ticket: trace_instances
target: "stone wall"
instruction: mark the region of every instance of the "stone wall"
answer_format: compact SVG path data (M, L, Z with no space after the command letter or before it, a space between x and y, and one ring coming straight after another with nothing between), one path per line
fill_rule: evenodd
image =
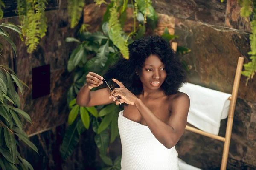
M97 30L105 6L88 4L84 10L84 22L90 24L89 31ZM161 34L165 26L179 36L180 45L191 52L182 59L191 68L189 82L212 89L231 93L236 64L239 56L250 60L249 23L239 17L236 0L153 0L159 17L158 26L153 32ZM93 133L87 131L81 136L79 146L67 160L60 156L59 147L66 128L68 109L66 94L72 82L66 69L69 54L75 45L67 43L66 37L73 37L77 28L69 28L67 0L49 3L46 14L48 31L38 47L30 56L17 34L9 31L17 45L18 77L30 88L20 94L21 108L29 114L33 125L25 124L25 130L38 149L39 155L21 143L21 153L36 170L93 170L96 162ZM8 17L2 22L18 23L13 8L4 10ZM128 10L129 11L129 10ZM132 28L128 11L125 29ZM130 11L131 12L131 11ZM2 43L3 42L1 41ZM3 43L4 49L0 64L13 68L11 47ZM51 91L49 95L32 98L32 68L50 64ZM255 79L245 86L246 78L241 77L234 116L227 169L254 170L256 168L256 82ZM227 119L221 122L219 135L224 136ZM219 169L223 143L185 131L177 144L179 157L190 164L204 170ZM90 147L88 147L90 146ZM116 140L111 146L111 155L119 155L120 143Z
M161 34L167 26L179 38L180 45L191 52L181 57L189 65L188 82L225 93L232 93L238 57L250 61L250 23L240 17L236 0L153 0L157 12L157 28L146 34ZM84 22L97 30L106 7L90 4L84 8ZM98 11L100 11L100 13ZM128 11L129 11L128 9ZM132 28L128 12L125 31ZM235 110L227 169L256 168L256 81L242 76ZM227 119L221 121L219 135L225 136ZM116 142L111 153L119 155ZM220 168L224 142L185 131L176 145L179 157L204 170Z

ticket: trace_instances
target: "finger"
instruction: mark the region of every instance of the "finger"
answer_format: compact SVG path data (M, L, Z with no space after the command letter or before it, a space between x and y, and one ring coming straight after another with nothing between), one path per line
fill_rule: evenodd
M103 77L102 77L102 76L100 76L99 75L95 73L93 73L93 72L89 72L89 73L90 74L90 75L91 75L93 76L94 76L95 77L96 77L99 79L102 79L102 80L103 79Z
M119 99L119 100L120 100L121 104L125 102L125 100L123 99ZM120 103L119 102L119 101L118 100L117 100L116 102L116 105L120 105Z
M91 86L91 87L98 87L99 85L96 85L95 84L93 83L87 83L87 86Z
M120 87L121 88L125 88L125 86L121 82L120 82L119 81L117 80L116 79L112 79L112 80L115 82L116 83L116 84L117 84L118 85L119 85L119 86L120 86Z
M112 97L113 94L115 92L115 91L116 89L114 89L112 91L110 92L110 94L109 94L109 99L111 99Z
M99 79L97 77L94 77L93 76L91 76L90 75L88 75L88 76L86 78L88 78L90 79L92 79L93 80L94 80L94 81L97 82L99 84L103 84L103 82L101 81L100 79Z
M93 84L96 85L99 85L99 83L96 82L94 80L91 80L90 79L87 79L86 80L86 81L87 82L88 82L89 83L91 83L91 84Z

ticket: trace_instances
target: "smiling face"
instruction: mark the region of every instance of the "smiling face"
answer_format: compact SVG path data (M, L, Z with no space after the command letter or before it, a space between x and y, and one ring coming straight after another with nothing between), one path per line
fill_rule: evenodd
M143 88L159 89L166 77L164 64L156 55L151 54L145 60L139 75Z

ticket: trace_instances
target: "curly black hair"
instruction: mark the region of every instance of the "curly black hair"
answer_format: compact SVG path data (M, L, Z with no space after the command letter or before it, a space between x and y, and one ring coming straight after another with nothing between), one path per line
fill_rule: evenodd
M144 37L134 41L128 46L130 57L122 57L111 65L103 77L113 89L119 86L112 80L114 78L135 95L141 94L142 82L136 73L142 71L143 65L151 54L157 55L165 65L165 80L160 87L166 95L175 94L186 80L186 74L178 56L174 52L169 42L158 35ZM105 87L105 83L102 86Z

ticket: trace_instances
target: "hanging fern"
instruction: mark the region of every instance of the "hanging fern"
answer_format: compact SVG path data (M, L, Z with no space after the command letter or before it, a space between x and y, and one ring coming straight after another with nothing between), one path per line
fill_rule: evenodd
M0 19L2 19L3 17L3 12L2 10L2 6L3 7L5 7L5 5L4 5L4 3L2 2L2 0L0 0Z
M145 1L146 10L144 15L144 21L143 22L143 25L144 25L145 23L147 23L147 15L148 14L150 14L150 12L149 11L149 6L151 5L152 3L151 0L145 0Z
M95 0L94 2L96 3L96 4L99 5L101 5L102 3L107 3L104 0Z
M253 20L251 22L252 33L250 36L251 51L248 53L251 55L250 58L251 60L247 64L244 64L245 70L242 71L242 74L248 77L246 80L246 85L250 79L252 79L256 72L256 0L244 0L240 2L242 7L241 9L241 14L242 17L247 17L251 14L251 4L252 3L252 7L253 12Z
M38 15L39 34L40 38L42 38L45 36L47 31L47 18L45 17L44 10L45 4L47 4L47 0L35 0L34 1L36 14Z
M126 59L129 58L129 50L126 41L122 36L123 31L118 16L119 14L117 8L119 6L119 0L111 0L113 2L113 7L109 9L110 17L108 23L110 30L110 37L114 44L120 50L123 57Z
M67 6L70 20L70 27L75 28L81 17L82 11L85 5L84 0L69 0Z
M27 51L32 53L47 31L44 10L47 0L17 0L17 14L26 37Z

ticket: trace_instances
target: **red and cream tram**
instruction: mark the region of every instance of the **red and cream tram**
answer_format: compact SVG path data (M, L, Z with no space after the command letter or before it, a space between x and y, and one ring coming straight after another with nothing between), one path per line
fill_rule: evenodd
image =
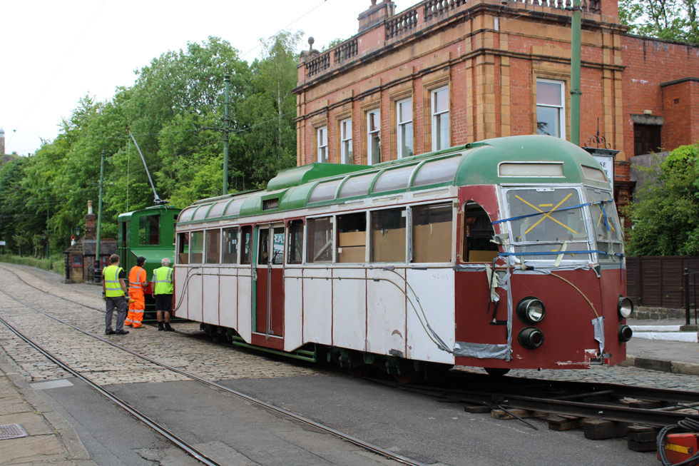
M609 182L549 136L291 168L195 203L177 237L178 316L352 372L586 368L631 336Z

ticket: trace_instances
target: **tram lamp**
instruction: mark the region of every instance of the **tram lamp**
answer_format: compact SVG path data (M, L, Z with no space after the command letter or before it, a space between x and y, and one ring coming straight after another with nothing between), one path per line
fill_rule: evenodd
M631 298L619 295L618 302L619 316L622 319L628 319L633 312L633 302Z
M631 339L633 336L633 330L628 325L625 325L623 323L619 324L619 341L621 343L627 342Z
M526 327L519 332L517 341L527 350L536 350L544 343L544 333L536 327Z
M524 323L539 323L546 314L544 303L534 296L524 298L517 303L517 317Z

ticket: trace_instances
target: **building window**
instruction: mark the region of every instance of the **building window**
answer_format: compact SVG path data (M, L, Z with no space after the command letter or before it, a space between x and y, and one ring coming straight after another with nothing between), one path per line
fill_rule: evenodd
M566 138L566 111L563 103L565 83L558 81L536 80L536 132L556 138Z
M379 163L381 162L381 111L367 113L367 163Z
M432 150L449 147L449 88L443 87L432 92Z
M352 150L352 118L340 122L340 151L342 163L354 163Z
M396 103L398 116L398 158L412 156L412 99Z
M327 126L318 128L318 161L327 163Z

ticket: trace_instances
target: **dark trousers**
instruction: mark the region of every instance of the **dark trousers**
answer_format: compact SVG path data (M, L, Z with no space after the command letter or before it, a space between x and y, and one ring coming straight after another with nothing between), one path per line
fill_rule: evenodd
M107 313L104 315L104 330L112 330L112 314L116 308L116 331L124 329L124 320L126 319L126 298L123 296L107 296Z

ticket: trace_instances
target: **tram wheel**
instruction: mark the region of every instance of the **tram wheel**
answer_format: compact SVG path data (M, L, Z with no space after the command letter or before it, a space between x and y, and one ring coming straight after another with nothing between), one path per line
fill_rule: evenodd
M502 368L483 368L491 377L502 377L510 371L509 369Z

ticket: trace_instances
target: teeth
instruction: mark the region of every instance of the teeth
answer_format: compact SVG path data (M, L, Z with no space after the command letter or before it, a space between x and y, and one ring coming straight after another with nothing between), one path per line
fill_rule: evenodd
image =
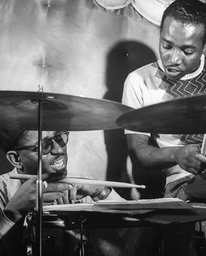
M171 69L170 68L168 69L168 71L169 72L172 72L173 73L176 73L176 72L179 72L178 70L176 69Z
M59 163L59 164L58 164ZM63 163L62 159L61 159L61 160L59 160L54 163L53 163L51 165L52 166L54 166L56 167L58 167L61 166Z

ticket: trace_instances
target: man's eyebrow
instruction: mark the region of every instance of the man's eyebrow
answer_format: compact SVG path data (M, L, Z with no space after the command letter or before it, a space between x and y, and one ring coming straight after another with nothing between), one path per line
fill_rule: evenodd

********************

GIVEN INSTRUCTION
Could you reproduce the records from their very first line through the line containing "M97 30L105 6L88", both ends included, leaving the pictures out of your answer?

OUTPUT FOR THIS TASK
ticket: trace_instances
target: "stone wall"
instruction: mark the region of every instance of the "stone wall"
answer_format: compact SVG path data (M, L, Z with no space after the command letter or before it, a space between x and y, and one ring coming straight after another with nothing between), one path per line
fill_rule: evenodd
image =
M97 30L105 6L88 4L84 10L84 22L90 24L89 31ZM161 34L165 26L179 36L180 45L191 52L182 59L191 68L189 82L212 89L231 93L236 64L239 56L250 60L249 23L239 17L236 0L153 0L159 17L158 26L153 32ZM93 133L87 131L81 136L79 146L67 160L60 156L59 147L66 128L68 109L66 94L72 82L66 69L69 54L75 45L67 43L66 37L73 37L77 28L69 28L67 0L49 3L46 14L48 31L38 47L30 56L17 34L9 31L17 45L18 77L30 88L20 94L21 108L29 114L33 125L25 124L25 130L38 149L39 155L21 143L21 153L36 170L93 170L96 162ZM8 17L2 22L18 23L13 8L4 10ZM128 10L129 11L129 10ZM132 28L128 11L125 29ZM130 11L131 12L131 11ZM2 43L3 42L1 41ZM3 43L4 49L0 64L13 68L11 47ZM51 91L49 95L32 98L32 68L50 64ZM255 79L245 86L246 78L241 77L234 116L227 169L254 170L256 168L256 82ZM227 119L221 122L219 135L224 136ZM219 169L223 143L185 131L177 144L179 157L190 164L204 170ZM90 147L88 147L90 146ZM116 140L111 146L111 155L119 155L120 143Z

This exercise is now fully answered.